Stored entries
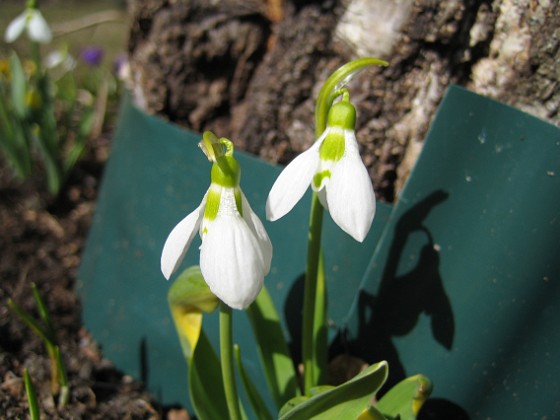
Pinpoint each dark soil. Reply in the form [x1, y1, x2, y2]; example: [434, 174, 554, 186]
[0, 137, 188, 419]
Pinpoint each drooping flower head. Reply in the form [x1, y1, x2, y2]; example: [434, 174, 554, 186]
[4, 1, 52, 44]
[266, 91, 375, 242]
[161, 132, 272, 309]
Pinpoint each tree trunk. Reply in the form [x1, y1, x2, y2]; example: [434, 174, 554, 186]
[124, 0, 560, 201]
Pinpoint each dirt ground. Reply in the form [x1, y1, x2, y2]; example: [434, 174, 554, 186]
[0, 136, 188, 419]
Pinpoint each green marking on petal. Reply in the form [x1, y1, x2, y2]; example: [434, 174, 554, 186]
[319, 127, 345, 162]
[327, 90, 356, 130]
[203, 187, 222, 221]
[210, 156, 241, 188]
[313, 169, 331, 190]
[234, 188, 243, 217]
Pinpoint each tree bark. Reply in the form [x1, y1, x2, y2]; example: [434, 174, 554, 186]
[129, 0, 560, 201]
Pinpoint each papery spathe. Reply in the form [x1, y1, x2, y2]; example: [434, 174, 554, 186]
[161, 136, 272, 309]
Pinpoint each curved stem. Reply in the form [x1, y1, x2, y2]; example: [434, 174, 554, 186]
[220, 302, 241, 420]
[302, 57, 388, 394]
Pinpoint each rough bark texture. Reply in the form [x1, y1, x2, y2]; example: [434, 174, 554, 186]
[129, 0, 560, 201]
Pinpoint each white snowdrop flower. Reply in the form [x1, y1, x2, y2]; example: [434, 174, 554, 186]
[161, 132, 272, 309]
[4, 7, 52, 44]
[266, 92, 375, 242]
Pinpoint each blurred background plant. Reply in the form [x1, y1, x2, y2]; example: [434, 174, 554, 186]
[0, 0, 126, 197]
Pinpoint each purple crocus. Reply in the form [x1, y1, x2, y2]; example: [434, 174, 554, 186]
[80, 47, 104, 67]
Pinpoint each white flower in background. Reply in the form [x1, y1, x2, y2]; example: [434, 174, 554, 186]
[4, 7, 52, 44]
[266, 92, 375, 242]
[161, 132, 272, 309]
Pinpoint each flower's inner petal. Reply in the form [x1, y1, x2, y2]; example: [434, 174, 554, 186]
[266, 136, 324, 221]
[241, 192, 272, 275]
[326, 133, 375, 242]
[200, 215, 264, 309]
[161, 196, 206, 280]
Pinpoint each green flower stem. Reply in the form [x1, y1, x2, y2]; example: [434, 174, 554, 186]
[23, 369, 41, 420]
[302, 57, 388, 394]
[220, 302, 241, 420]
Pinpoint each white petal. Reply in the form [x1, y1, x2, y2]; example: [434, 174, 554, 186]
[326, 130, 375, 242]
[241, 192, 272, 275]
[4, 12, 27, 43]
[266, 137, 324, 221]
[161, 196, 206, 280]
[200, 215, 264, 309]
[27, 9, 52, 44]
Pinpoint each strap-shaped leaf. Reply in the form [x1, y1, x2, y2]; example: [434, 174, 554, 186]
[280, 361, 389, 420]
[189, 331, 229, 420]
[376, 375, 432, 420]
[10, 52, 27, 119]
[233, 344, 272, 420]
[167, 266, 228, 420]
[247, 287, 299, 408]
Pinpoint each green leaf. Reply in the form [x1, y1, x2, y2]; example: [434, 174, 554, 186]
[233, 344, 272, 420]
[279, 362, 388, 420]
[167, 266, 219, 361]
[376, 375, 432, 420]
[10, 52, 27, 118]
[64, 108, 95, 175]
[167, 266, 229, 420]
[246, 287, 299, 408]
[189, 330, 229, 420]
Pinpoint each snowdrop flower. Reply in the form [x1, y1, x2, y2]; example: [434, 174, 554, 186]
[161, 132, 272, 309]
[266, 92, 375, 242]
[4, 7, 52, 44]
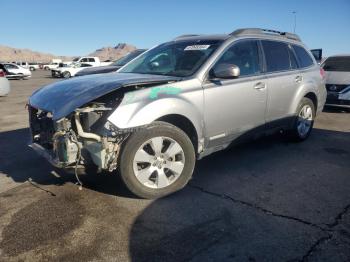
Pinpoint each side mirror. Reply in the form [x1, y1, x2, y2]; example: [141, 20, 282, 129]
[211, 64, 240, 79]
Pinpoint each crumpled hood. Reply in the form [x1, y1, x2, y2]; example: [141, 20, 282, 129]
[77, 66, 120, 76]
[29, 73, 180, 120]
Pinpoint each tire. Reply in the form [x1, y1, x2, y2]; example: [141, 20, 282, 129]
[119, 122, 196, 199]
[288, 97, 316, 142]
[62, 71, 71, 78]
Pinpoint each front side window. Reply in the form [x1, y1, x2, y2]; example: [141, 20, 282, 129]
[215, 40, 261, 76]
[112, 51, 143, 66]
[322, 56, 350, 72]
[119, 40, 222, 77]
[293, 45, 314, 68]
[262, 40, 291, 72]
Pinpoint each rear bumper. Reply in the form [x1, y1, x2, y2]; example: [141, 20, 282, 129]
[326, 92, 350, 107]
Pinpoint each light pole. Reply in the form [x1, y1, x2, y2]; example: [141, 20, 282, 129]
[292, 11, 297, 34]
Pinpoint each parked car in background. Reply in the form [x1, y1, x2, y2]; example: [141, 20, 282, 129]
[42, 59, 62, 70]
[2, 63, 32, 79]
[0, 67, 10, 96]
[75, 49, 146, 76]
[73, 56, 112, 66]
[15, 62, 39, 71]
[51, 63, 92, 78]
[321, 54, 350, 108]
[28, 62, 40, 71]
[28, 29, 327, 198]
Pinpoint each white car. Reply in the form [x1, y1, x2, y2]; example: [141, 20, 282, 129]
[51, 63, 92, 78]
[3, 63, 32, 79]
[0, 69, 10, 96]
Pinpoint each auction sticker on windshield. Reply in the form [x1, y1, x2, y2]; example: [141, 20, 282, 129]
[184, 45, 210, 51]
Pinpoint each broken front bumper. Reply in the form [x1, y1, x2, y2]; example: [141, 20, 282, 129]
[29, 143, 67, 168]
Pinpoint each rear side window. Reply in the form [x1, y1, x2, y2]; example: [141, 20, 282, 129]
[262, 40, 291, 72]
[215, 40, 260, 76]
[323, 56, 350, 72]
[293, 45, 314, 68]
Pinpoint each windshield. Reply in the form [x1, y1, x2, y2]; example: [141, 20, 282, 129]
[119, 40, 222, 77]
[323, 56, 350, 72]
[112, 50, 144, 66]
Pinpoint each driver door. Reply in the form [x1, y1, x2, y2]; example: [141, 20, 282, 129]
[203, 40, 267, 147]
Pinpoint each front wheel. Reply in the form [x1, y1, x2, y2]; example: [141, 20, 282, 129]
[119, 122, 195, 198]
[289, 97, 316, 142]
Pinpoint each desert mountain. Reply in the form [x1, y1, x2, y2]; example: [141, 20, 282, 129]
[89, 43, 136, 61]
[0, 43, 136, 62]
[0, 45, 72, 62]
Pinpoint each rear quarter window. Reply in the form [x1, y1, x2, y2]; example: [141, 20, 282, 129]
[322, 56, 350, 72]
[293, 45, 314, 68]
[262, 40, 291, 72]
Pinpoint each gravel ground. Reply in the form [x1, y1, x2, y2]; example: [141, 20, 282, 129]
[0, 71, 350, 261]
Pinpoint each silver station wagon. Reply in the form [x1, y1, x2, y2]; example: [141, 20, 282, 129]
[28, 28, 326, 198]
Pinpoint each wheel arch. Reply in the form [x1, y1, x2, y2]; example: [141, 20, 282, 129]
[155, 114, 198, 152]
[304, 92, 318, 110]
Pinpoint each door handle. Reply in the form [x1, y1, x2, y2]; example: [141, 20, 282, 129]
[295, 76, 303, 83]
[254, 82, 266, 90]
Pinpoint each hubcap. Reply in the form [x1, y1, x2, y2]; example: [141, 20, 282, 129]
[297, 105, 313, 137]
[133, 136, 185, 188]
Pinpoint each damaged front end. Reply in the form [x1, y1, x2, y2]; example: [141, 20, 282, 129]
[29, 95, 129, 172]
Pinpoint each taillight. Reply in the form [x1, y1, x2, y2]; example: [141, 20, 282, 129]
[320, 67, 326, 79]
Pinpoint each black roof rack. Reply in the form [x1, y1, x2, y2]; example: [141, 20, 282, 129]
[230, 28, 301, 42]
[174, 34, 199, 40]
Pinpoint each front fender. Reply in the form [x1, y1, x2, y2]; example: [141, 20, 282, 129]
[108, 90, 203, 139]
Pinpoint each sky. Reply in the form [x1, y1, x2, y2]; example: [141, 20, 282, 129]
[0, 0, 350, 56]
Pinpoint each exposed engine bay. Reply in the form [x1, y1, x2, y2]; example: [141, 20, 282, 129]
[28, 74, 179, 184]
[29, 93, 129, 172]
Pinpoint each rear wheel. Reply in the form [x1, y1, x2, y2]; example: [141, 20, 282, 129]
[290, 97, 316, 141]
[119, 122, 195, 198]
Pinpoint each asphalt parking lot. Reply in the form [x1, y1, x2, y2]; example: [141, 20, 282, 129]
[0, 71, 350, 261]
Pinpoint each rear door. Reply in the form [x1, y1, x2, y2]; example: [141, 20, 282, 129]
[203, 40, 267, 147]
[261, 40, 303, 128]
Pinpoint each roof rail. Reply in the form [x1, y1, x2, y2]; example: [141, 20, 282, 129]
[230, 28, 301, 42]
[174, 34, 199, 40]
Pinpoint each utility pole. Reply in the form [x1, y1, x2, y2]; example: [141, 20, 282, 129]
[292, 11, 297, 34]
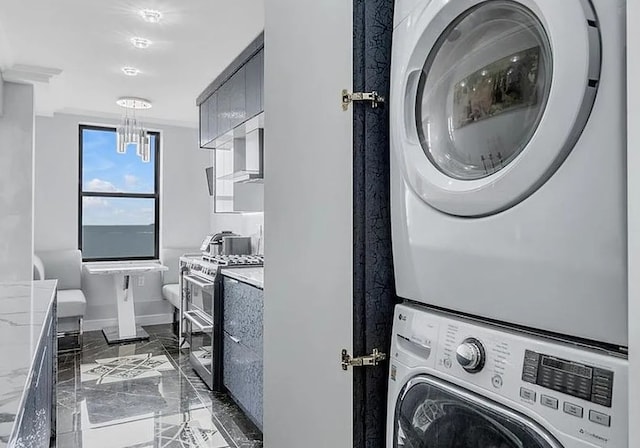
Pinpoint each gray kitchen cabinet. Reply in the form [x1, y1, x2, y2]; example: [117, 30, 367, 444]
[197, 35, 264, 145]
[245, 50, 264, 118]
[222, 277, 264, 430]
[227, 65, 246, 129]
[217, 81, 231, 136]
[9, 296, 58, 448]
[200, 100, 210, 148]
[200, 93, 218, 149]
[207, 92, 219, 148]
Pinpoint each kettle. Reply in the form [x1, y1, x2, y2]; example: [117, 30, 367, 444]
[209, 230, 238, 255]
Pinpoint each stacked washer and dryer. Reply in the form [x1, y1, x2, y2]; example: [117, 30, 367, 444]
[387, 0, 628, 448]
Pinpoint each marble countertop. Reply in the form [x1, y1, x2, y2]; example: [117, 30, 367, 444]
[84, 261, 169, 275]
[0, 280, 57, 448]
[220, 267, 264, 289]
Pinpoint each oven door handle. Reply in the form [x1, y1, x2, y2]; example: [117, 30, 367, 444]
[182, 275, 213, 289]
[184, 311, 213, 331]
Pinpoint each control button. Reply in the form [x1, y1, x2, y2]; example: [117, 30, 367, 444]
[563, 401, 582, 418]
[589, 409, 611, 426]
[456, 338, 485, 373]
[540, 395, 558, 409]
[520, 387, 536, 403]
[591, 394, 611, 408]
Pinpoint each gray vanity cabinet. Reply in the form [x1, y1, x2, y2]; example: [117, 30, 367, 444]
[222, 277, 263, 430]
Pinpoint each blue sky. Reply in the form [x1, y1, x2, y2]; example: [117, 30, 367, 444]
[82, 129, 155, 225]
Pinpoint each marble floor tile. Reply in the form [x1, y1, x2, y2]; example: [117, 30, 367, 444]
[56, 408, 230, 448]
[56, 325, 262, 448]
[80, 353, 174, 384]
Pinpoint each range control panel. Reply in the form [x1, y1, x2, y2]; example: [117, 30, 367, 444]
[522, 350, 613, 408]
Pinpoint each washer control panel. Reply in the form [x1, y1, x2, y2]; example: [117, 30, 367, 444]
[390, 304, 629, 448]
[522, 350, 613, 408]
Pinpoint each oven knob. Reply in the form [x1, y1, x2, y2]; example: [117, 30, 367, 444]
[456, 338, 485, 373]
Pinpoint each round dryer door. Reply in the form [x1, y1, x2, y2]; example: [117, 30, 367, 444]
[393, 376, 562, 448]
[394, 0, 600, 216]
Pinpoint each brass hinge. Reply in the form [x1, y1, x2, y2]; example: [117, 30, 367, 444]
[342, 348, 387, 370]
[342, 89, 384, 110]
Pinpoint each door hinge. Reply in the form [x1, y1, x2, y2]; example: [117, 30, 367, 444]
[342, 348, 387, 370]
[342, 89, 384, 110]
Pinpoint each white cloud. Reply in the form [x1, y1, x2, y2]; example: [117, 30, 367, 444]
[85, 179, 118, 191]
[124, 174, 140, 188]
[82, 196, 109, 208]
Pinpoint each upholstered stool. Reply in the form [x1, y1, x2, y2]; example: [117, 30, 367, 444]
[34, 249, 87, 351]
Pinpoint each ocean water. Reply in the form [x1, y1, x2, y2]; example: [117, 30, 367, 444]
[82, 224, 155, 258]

### [Problem description]
Copy out, with no changes, every line of the entries from the line with "Pinpoint each range" through the end of the entries.

### [Exercise output]
Pinpoint each range control panel. Reply in the form [x1, y1, x2, y2]; example: [117, 30, 367, 444]
[522, 350, 613, 408]
Pinpoint each washer control panel. Reply in the form [x1, y1, x2, y2]; example: [117, 30, 367, 444]
[390, 304, 629, 448]
[522, 350, 613, 408]
Pinpoint each oven knob. Reply in the form [x1, y1, x2, y2]; example: [117, 30, 367, 444]
[456, 338, 485, 373]
Pinpoint each round dryer door. Reply in the form [x1, y1, x2, y2]; example: [117, 30, 367, 444]
[393, 376, 562, 448]
[394, 0, 600, 216]
Pinpoint each brass hinge. Reply in the form [x1, y1, x2, y2]; example: [117, 30, 367, 444]
[342, 348, 387, 370]
[342, 89, 384, 110]
Pinpoint each door hinge. Reply in the form [x1, y1, x2, y2]; example: [117, 30, 367, 444]
[342, 348, 387, 370]
[342, 89, 384, 110]
Pinpoint each white cloud. Reply in the form [x1, y1, x2, y2]; example: [117, 30, 367, 444]
[85, 179, 118, 191]
[124, 174, 140, 188]
[82, 196, 109, 208]
Pinpoint each upholstered stool. Reply in the form [x1, y1, x2, y2]; example: [117, 30, 367, 444]
[34, 249, 87, 351]
Pinpoint each ocean water. Reply in the form [x1, y1, x2, y2]; example: [117, 30, 367, 444]
[82, 224, 155, 258]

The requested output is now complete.